Problema proposto :: Segundo o texto sobre neoliberalismo, o que tornou possível o surgimento dessa etapa do capitalismo? Explique em uma a três frases.

Texto de origem ::
──────

2) Qual é a sua definição de neoliberalismo? Qual é o marco do surgimento dessa etapa do capitalismo?
O neoliberalismo não é, de maneira alguma, um modelo de desenvolvimento. É uma nova ordem social marcada pelo restabelecimento da hegemonia da finança, isto é, frações superiores das classes capitalistas e instituições financeiras. É o resultado de uma luta de classes. Seu objetivo é assegurar o poder e a renda das classes capitalistas. Nisso ele obteve um grande sucesso. Seus métodos são: 1) novas formas de gestão das empresas voltadas para os acionistas; 2) políticas
econômicas visando à estabilidade dos preços e taxas de juros reais elevadas; e 3) abertura das fronteiras comerciais (livre mercado) e financeiras (livre circulação de capitais) entre países de níveis de desenvolvimento muito desiguais. Uma conseqüência dessa abertura das fronteiras é colocar-se em concorrência trabalhadores do mundo inteiro, cujo objetivo é rebaixar os salários e os direitos trabalhistas. Essa etapa do capitalismo é resultado de uma luta de classes. É um ato político. Foi permitida pelas condições da crise estrutural dos anos 1970 e pela incapacidade dos protagonistas do antigo compromisso em debelar a inflação. Esses elementos conduziram a uma saída regressiva da crise, permitindo o restabelecimento de uma forma de hegemonia financeira. 3) Quais são as principais diferenças e semelhanças entre a primeira e a segunda hegemonias financeiras? O ponto comum entre as duas hegemonias financeiras diz respeito a sua própria natureza: trata-se da dominação de uma fração superior das classes capitalistas, dominação na qual o papel das instituições financeiras é preponderante.

──────

Seção de dados ::
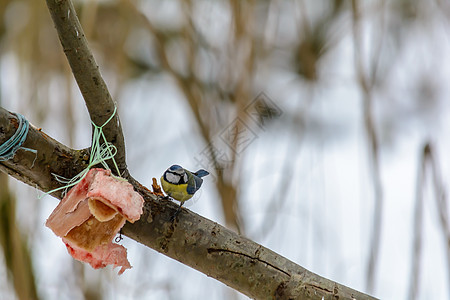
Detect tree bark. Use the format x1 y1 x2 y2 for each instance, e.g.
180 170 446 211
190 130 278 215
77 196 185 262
0 0 380 299
0 107 375 299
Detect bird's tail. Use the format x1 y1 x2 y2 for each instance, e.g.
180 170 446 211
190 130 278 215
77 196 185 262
194 169 209 177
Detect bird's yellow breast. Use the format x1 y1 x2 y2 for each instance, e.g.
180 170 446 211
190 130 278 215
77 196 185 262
161 176 192 202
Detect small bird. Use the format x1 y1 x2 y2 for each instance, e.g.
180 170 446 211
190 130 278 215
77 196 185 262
161 165 209 219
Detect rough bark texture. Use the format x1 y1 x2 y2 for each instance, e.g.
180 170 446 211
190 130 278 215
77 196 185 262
47 0 127 176
0 108 374 299
0 0 380 299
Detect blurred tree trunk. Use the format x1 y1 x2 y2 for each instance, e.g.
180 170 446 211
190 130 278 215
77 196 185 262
0 108 374 299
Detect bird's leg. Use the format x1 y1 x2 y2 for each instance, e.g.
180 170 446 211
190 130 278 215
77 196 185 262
170 202 184 222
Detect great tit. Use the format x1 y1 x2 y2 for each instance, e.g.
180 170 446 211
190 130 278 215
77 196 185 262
161 165 209 218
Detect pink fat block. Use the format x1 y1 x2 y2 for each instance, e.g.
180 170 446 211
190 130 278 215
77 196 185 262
46 169 144 275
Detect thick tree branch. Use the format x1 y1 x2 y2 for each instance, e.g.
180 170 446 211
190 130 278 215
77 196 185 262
0 107 89 199
47 0 128 177
0 108 374 299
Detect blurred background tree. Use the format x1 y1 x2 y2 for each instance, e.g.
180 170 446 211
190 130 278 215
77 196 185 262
0 0 450 299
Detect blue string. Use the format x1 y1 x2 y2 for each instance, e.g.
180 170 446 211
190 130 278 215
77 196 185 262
0 114 37 164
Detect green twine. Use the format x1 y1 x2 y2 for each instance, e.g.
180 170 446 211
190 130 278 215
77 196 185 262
44 106 125 196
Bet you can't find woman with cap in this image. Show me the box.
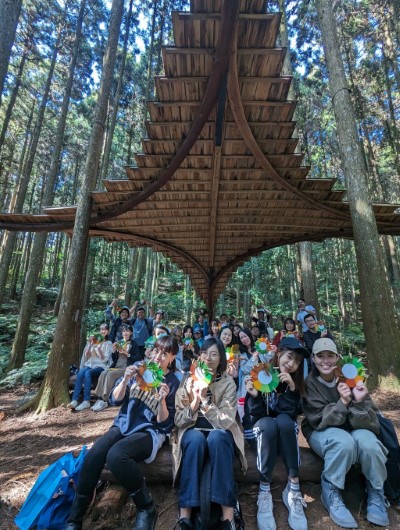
[301,337,389,528]
[105,298,131,342]
[243,337,309,530]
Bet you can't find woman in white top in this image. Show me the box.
[68,324,112,412]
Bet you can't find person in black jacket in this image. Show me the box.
[65,336,179,530]
[243,337,309,530]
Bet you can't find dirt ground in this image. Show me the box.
[0,387,400,530]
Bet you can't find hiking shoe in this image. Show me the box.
[174,517,193,530]
[321,476,358,528]
[92,399,108,412]
[257,491,276,530]
[367,485,389,526]
[282,484,308,530]
[75,401,90,412]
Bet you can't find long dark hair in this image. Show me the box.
[238,328,254,353]
[154,335,179,372]
[272,348,306,397]
[200,337,228,374]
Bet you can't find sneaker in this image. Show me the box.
[174,517,194,530]
[282,484,308,530]
[75,401,90,412]
[90,399,103,411]
[257,491,276,530]
[92,399,108,412]
[367,487,389,526]
[220,519,236,530]
[321,476,358,528]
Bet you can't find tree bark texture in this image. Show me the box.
[9,0,86,370]
[0,0,22,105]
[316,0,400,386]
[299,241,319,314]
[31,0,124,412]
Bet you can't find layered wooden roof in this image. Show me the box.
[0,0,400,305]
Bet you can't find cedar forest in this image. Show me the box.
[0,0,400,410]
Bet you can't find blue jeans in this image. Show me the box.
[309,427,387,490]
[179,429,235,508]
[72,366,104,401]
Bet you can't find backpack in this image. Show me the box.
[378,414,400,503]
[14,446,87,530]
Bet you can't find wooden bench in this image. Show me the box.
[101,436,322,484]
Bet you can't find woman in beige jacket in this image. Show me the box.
[173,338,247,530]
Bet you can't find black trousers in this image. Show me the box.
[254,414,299,482]
[77,426,153,496]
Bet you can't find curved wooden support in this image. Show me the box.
[210,229,353,294]
[89,229,209,284]
[228,23,350,220]
[0,0,240,232]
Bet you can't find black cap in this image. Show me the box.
[278,337,310,359]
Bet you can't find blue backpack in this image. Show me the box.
[14,446,87,530]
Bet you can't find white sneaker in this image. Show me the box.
[257,491,276,530]
[282,484,308,530]
[92,399,108,412]
[75,401,90,412]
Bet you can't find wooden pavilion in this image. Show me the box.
[0,0,400,311]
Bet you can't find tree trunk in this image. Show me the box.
[316,0,400,387]
[26,0,124,412]
[9,0,86,370]
[101,0,133,180]
[0,31,61,306]
[0,0,22,105]
[299,241,319,314]
[53,237,70,317]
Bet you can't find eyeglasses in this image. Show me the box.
[200,350,220,360]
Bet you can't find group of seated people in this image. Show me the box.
[66,300,389,530]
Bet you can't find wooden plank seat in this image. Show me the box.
[100,435,322,484]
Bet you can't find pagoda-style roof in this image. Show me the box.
[0,0,400,305]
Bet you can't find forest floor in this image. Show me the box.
[0,385,400,530]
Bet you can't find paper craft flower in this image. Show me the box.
[338,355,366,388]
[250,363,279,394]
[136,359,164,392]
[90,333,104,344]
[225,344,239,363]
[144,335,156,349]
[117,339,128,351]
[190,360,212,388]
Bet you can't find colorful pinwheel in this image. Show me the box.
[250,363,279,394]
[136,359,164,392]
[339,355,366,388]
[144,335,156,349]
[225,344,239,363]
[183,337,194,348]
[90,333,104,344]
[190,360,212,388]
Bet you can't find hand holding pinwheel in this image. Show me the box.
[190,360,212,388]
[136,359,164,392]
[336,355,366,388]
[250,363,279,394]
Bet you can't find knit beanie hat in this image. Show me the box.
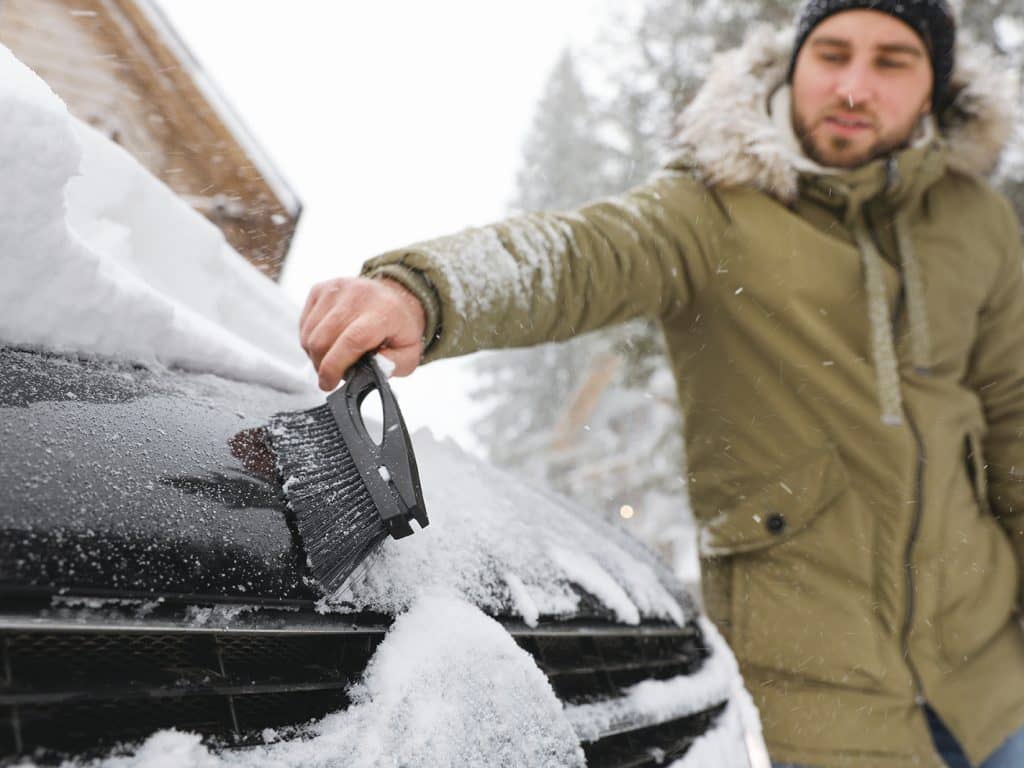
[786,0,956,113]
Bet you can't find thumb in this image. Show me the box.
[377,341,423,376]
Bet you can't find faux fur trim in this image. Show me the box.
[670,28,1020,201]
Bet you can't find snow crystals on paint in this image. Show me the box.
[46,593,584,768]
[328,430,687,625]
[565,617,766,768]
[0,45,313,390]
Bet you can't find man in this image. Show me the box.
[301,0,1024,768]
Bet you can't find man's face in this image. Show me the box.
[793,9,934,168]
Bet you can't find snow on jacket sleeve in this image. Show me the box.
[969,193,1024,602]
[362,171,724,361]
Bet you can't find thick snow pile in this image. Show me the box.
[0,45,313,389]
[41,594,584,768]
[325,430,688,625]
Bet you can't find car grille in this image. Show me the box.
[0,614,724,768]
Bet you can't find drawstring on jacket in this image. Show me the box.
[852,179,932,426]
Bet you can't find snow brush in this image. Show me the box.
[267,355,428,596]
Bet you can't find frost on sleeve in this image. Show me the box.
[364,172,722,359]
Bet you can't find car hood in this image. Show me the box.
[0,348,694,625]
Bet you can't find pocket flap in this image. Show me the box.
[700,444,849,557]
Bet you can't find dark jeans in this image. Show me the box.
[772,707,1024,768]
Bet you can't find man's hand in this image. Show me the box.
[299,278,427,392]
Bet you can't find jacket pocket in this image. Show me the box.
[700,445,885,687]
[936,431,1020,666]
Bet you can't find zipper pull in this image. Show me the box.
[886,155,899,191]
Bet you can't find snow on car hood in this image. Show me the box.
[323,430,690,626]
[23,594,585,768]
[0,45,314,391]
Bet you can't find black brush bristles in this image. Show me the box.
[267,404,388,596]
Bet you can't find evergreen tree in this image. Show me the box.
[468,0,1024,570]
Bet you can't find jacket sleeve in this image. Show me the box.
[362,171,724,361]
[968,195,1024,593]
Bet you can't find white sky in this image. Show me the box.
[158,0,625,454]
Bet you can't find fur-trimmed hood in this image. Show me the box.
[670,28,1019,201]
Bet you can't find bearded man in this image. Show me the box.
[301,0,1024,768]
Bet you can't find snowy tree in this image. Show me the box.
[468,0,1024,570]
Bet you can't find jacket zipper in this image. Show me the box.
[900,370,927,707]
[862,183,927,707]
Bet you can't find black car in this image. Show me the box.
[0,347,760,768]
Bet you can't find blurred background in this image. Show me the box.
[8,0,1024,583]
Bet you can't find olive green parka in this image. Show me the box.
[364,31,1024,768]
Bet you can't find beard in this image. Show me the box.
[793,102,916,170]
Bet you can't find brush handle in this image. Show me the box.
[327,354,428,539]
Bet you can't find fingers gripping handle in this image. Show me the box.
[327,355,429,539]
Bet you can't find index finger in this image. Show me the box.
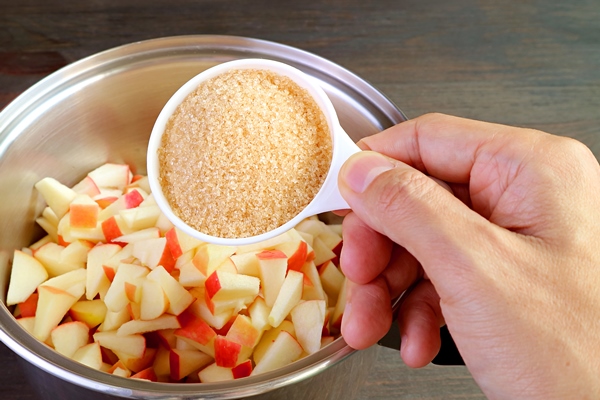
[359,114,533,184]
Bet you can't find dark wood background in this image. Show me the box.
[0,0,600,400]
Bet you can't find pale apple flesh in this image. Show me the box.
[6,163,346,383]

──────

Resposta do exercício :: Essa etapa foi permitida pelas condições da crise estrutural dos anos 1970 e pela incapacidade dos protagonistas do antigo compromisso em debelar a inflação. Esses elementos levaram a uma saída regressiva da crise, que permitiu restabelecer uma forma de hegemonia financeira.